● **What you are asked to do**
Reproduce the records below with "wooden plank" changed to "timber board" and every other part left unaltered. Omit the pictures from your output.

+++ Provided material

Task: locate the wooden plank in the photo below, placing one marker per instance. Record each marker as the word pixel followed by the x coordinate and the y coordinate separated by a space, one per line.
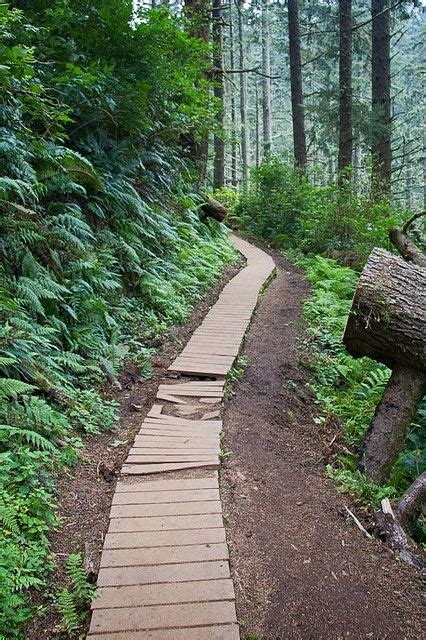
pixel 216 632
pixel 162 617
pixel 135 458
pixel 147 556
pixel 168 593
pixel 161 497
pixel 176 484
pixel 187 571
pixel 165 509
pixel 142 469
pixel 134 540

++++++

● **Reply**
Task: locate the timber board in the photo below, placing one marker per instance. Record each marker as the word pixel followed by the x coordinate and the y coordinate separated by a space, one per line.
pixel 216 632
pixel 162 617
pixel 135 458
pixel 147 556
pixel 168 593
pixel 161 497
pixel 176 484
pixel 187 571
pixel 165 509
pixel 142 469
pixel 134 540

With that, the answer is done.